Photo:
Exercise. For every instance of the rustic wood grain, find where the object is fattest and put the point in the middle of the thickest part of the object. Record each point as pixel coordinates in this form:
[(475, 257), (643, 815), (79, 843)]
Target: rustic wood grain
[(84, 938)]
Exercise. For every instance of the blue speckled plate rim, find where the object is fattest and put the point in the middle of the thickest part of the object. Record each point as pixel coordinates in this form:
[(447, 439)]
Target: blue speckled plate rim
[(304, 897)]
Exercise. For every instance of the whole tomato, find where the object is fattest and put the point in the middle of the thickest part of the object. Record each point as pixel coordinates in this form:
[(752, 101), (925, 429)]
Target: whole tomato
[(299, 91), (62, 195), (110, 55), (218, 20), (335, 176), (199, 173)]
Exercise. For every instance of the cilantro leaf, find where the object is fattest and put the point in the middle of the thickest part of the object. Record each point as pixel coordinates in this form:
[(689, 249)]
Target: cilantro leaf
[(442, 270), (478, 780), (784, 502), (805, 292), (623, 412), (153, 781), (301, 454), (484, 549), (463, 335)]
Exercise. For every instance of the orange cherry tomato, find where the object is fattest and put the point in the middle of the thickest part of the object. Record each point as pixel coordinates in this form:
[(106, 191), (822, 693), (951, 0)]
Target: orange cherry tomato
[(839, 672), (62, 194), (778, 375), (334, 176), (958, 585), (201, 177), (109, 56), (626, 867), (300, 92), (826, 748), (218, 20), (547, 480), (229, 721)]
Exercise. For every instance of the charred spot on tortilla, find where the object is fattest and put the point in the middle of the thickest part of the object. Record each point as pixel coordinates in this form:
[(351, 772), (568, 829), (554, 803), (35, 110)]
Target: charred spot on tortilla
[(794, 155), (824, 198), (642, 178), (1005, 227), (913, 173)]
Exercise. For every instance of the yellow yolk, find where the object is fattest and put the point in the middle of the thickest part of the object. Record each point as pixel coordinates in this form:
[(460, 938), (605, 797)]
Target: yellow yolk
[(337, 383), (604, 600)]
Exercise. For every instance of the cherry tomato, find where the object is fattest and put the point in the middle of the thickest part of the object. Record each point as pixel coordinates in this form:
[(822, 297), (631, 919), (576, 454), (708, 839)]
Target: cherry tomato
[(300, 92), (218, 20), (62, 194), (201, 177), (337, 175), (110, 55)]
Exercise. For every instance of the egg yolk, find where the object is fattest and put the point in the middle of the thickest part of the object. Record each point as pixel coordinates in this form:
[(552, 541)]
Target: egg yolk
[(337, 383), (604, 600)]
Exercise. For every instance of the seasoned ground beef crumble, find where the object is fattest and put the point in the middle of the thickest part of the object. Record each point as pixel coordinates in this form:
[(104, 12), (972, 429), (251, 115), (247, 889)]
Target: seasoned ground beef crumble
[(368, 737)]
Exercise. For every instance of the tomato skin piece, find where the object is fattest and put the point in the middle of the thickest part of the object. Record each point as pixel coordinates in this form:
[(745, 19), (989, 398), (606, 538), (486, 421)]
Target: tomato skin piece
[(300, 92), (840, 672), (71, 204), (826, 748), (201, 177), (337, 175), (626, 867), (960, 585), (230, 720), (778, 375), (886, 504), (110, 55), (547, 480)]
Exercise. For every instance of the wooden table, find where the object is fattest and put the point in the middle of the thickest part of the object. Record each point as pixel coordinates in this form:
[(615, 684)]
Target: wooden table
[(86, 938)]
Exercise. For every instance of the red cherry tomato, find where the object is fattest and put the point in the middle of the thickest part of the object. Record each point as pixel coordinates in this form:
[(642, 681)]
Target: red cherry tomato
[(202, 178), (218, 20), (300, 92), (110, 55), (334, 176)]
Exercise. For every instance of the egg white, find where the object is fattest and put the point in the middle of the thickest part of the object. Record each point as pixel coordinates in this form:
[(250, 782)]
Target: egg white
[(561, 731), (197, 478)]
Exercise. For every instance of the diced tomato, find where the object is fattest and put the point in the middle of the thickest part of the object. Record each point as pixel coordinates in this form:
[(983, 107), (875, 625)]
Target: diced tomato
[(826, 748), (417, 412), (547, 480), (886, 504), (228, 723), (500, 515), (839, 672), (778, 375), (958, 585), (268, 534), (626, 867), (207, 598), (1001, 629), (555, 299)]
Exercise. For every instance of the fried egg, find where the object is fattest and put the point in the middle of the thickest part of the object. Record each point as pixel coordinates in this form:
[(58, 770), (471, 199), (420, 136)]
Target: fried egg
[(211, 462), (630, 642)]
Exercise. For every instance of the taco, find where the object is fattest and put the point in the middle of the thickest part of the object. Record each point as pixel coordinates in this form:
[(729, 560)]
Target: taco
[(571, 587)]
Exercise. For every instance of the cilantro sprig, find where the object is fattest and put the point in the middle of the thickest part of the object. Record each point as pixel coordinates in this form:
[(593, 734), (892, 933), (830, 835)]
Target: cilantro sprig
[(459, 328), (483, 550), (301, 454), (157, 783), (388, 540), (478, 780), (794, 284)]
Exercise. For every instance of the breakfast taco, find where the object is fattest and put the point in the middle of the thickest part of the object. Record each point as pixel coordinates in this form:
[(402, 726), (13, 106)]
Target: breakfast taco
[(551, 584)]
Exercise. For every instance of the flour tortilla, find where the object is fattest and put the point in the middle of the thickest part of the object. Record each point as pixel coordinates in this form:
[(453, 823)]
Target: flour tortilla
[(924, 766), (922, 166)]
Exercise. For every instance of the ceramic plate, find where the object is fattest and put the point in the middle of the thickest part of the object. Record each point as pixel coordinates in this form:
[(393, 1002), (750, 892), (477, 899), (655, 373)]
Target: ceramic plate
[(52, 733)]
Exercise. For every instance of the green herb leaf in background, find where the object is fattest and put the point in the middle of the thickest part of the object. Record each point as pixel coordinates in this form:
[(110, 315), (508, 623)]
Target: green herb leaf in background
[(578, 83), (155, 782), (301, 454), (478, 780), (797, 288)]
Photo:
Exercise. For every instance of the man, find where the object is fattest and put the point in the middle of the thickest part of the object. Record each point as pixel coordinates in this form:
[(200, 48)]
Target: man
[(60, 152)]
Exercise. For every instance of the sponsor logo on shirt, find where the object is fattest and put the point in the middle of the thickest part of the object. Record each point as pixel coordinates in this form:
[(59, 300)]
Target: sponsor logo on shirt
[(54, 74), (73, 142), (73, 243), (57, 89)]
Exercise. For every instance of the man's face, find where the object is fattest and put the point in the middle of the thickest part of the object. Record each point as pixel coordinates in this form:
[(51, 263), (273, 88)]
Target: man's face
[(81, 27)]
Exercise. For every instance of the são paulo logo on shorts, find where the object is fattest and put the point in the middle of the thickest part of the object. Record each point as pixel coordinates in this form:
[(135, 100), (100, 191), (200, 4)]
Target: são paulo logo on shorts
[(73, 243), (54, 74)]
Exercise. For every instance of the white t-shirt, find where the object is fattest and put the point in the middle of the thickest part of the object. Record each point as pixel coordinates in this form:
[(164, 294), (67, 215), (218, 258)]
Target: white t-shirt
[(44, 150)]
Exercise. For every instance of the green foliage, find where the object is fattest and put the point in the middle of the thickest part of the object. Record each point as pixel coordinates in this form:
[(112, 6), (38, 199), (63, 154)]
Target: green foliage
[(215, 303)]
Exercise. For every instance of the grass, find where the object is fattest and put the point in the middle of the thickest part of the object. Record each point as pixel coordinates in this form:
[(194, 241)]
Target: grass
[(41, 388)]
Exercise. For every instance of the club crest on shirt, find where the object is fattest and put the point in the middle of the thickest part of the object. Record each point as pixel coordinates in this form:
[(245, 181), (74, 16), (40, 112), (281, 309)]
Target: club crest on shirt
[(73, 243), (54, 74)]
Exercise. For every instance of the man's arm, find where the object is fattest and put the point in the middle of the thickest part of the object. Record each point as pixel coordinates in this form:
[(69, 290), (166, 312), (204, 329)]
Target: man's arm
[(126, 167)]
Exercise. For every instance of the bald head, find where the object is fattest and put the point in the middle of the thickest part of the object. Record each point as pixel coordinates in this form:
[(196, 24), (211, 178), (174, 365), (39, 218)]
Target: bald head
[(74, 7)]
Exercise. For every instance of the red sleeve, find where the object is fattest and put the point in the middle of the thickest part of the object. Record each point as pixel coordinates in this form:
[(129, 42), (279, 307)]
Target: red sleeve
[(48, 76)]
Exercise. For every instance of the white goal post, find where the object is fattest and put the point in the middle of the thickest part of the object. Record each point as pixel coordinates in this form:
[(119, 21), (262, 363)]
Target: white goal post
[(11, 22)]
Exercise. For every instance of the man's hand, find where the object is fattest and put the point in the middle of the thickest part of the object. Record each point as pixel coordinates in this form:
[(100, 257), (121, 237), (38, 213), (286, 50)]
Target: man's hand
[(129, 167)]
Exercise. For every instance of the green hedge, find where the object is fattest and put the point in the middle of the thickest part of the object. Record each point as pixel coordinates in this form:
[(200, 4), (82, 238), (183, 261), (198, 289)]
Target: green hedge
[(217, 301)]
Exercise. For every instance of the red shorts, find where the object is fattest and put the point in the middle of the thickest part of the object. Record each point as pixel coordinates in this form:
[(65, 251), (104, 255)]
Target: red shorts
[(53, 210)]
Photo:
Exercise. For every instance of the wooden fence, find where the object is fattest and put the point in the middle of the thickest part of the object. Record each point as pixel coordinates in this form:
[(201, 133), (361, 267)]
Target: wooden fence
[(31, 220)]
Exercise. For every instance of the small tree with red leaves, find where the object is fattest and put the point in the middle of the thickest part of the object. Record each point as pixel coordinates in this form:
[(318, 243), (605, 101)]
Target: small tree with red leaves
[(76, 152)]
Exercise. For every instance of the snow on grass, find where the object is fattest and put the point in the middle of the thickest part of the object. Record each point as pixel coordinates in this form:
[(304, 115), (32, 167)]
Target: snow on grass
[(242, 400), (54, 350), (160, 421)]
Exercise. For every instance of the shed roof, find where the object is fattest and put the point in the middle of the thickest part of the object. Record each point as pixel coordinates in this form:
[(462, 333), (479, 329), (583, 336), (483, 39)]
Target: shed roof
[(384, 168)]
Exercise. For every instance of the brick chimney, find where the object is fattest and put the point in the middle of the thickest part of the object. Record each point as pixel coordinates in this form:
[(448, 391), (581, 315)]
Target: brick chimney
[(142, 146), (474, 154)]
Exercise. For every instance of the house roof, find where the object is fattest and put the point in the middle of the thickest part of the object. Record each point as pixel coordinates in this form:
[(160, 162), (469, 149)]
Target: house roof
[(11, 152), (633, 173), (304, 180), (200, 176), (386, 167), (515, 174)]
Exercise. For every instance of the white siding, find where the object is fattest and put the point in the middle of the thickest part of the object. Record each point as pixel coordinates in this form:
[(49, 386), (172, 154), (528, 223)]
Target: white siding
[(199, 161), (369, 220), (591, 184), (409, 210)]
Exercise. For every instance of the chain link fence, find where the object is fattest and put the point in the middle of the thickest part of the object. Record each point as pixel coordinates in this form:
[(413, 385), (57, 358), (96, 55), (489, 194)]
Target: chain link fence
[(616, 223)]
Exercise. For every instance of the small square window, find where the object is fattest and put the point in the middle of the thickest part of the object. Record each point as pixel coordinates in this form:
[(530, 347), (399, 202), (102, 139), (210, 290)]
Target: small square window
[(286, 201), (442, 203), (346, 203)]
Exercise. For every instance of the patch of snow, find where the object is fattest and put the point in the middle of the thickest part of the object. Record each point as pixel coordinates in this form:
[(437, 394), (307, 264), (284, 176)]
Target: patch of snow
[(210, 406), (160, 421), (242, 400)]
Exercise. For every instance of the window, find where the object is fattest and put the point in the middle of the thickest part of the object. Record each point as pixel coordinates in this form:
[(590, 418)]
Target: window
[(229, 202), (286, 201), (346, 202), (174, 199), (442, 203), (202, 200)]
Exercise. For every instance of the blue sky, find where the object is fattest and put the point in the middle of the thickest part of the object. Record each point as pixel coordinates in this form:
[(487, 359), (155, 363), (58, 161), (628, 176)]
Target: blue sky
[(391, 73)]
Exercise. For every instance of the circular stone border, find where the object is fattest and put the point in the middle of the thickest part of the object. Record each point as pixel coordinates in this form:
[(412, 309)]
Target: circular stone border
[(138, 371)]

________

_WHAT THE TASK REQUIRES_.
Copy out, word for word, the section of the items above that starts with the line containing "Exercise. For every instance of the blue speckled" and ends with the line containing "[(304, 897)]", including both of those lines.

_ANSWER TO THIS EXERCISE_.
Exercise. For every instance of the blue speckled plate rim, find where the object is fattest and put the point in the middle of the thickest part of the object. Record each point as pixel coordinates in this form:
[(447, 439)]
Target: blue speckled plate rim
[(304, 897)]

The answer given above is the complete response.